WHAT IS BEING ASKED: Using the data below, copy out all lines with the word "open".

[Dataset items]
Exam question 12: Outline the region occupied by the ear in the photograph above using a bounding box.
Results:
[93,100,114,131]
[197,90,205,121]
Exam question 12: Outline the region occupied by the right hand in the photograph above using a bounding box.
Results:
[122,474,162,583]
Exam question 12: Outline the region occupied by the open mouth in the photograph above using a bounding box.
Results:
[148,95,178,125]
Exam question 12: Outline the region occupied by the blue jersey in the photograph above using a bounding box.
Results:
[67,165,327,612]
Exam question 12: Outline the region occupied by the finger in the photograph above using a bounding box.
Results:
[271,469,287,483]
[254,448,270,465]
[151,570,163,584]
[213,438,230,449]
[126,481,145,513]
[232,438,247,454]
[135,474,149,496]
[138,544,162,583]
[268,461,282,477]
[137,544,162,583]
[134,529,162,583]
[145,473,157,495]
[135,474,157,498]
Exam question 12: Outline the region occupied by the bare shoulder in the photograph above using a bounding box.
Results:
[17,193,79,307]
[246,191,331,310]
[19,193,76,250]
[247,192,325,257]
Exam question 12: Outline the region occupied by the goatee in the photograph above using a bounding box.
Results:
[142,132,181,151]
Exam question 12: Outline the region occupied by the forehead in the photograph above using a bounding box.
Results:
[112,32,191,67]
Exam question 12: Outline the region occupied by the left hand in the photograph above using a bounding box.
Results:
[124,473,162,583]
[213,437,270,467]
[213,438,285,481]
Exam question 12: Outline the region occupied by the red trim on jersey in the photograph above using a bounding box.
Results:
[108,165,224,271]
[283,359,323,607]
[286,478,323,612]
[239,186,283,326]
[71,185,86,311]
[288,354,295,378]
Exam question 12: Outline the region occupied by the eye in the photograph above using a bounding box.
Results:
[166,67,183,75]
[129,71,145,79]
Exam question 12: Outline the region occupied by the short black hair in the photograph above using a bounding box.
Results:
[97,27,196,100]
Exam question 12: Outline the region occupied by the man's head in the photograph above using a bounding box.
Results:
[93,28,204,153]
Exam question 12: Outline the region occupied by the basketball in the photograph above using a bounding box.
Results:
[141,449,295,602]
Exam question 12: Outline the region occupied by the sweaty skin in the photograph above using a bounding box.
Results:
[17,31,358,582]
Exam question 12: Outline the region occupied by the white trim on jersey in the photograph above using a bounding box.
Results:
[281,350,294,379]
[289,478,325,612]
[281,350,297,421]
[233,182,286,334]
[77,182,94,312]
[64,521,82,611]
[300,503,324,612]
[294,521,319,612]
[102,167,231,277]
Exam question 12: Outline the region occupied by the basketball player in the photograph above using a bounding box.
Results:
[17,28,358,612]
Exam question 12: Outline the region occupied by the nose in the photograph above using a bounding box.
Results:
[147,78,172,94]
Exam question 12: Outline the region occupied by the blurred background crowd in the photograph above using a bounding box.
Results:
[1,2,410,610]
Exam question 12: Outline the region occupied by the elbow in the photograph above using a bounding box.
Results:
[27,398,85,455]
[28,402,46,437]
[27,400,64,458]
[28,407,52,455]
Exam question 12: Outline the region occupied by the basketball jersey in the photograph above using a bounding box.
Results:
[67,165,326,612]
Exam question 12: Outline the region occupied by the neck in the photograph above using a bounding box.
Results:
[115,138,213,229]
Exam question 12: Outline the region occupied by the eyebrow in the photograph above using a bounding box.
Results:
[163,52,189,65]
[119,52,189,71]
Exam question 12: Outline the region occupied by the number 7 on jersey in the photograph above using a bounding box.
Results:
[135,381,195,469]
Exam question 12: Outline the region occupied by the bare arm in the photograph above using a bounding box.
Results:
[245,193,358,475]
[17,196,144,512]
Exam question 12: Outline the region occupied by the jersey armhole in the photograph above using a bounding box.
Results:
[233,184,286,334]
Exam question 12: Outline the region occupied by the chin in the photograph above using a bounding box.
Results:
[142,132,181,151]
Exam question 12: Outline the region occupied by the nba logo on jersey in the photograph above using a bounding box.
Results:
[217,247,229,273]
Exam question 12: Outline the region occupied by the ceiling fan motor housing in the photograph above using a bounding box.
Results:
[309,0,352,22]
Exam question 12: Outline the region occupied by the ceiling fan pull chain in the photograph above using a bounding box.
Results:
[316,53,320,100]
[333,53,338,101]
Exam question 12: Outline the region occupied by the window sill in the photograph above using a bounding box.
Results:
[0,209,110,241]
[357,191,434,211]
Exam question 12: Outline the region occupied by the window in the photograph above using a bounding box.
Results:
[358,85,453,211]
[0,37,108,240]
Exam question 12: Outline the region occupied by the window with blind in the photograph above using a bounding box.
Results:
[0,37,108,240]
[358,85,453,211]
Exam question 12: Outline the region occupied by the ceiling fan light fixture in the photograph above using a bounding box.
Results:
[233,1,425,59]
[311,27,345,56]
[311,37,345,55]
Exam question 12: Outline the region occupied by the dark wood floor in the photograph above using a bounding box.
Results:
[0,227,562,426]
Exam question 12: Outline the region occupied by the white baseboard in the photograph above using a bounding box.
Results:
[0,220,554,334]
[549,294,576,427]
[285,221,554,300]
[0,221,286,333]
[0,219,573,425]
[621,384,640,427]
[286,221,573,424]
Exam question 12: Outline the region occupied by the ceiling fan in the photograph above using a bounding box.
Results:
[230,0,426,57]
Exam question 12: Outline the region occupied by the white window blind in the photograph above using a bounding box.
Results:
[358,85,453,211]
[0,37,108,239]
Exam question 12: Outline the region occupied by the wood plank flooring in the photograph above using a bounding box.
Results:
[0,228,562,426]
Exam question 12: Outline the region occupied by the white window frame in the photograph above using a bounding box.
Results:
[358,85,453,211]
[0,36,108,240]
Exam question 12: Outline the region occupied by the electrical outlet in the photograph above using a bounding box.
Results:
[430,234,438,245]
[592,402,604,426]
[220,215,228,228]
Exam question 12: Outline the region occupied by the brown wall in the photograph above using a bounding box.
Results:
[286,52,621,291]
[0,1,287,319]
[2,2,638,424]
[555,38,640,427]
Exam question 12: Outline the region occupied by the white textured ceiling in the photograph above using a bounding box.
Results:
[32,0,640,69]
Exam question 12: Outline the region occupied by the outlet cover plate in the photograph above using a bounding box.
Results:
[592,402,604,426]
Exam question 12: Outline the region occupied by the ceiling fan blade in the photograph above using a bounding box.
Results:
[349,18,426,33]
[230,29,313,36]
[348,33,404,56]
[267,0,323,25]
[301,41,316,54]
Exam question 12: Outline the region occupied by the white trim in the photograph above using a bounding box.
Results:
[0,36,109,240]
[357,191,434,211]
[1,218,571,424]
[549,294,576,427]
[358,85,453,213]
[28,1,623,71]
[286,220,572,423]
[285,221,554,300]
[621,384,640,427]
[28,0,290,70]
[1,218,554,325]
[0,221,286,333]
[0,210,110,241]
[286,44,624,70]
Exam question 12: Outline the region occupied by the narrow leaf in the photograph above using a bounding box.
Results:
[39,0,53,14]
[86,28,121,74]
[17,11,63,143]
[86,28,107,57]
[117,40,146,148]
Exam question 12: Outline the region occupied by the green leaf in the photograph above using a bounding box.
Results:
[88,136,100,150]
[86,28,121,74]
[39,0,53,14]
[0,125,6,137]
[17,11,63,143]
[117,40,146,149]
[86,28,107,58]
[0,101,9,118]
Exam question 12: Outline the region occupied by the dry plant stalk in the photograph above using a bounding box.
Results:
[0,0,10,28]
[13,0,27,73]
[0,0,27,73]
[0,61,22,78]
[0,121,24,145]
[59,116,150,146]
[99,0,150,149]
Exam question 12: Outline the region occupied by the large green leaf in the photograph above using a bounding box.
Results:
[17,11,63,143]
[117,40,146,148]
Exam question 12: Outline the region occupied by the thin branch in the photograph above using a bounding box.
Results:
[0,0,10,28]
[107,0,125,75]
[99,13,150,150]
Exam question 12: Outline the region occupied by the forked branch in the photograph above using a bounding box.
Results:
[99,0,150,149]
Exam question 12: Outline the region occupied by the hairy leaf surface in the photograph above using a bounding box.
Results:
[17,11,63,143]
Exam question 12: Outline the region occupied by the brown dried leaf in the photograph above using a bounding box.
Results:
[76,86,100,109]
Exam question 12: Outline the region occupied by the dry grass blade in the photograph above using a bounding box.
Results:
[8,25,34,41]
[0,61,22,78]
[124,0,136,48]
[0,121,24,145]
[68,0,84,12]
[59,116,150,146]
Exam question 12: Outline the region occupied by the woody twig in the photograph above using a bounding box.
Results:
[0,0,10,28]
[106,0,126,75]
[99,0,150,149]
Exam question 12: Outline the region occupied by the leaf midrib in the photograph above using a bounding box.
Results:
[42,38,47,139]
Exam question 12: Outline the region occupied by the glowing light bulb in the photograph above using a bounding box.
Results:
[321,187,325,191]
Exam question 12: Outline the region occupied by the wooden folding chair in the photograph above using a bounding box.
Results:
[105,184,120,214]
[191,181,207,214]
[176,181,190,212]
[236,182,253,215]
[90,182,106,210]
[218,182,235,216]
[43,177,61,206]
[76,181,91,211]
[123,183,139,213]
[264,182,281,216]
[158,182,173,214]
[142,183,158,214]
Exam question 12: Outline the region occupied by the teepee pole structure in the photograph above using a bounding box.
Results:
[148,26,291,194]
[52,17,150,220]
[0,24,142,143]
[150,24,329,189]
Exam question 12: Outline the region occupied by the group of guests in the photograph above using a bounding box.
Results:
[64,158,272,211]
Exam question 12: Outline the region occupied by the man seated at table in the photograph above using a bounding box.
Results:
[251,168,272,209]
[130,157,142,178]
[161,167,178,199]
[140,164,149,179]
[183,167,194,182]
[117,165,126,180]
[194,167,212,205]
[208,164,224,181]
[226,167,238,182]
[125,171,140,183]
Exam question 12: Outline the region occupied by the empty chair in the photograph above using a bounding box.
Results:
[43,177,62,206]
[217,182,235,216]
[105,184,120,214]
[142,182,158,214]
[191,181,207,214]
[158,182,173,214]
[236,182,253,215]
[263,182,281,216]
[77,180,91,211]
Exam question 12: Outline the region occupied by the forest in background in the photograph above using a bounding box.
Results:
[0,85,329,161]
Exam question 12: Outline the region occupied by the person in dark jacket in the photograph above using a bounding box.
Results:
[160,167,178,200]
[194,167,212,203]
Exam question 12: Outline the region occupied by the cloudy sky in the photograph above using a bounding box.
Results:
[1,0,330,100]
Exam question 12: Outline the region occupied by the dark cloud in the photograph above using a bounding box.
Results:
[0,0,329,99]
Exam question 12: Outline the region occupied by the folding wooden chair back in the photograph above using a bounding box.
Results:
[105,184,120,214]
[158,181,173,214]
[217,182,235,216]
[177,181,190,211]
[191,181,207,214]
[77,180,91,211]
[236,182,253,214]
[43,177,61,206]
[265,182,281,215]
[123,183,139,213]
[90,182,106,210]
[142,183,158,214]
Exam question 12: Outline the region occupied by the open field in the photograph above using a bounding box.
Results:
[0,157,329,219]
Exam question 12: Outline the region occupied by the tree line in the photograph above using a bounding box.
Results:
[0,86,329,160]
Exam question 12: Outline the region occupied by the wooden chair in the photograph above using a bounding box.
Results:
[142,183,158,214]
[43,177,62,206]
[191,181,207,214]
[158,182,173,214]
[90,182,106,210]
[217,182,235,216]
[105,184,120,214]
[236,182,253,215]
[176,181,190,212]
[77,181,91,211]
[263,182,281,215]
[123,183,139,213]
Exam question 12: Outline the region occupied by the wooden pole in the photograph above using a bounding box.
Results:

WRITTEN SOLUTION:
Exam question 12: Outline the region occupied by the open mouth in the photograph above using a bounding box.
Exam question 12: Outline the region occupied by the open field in the photograph above using a bounding box.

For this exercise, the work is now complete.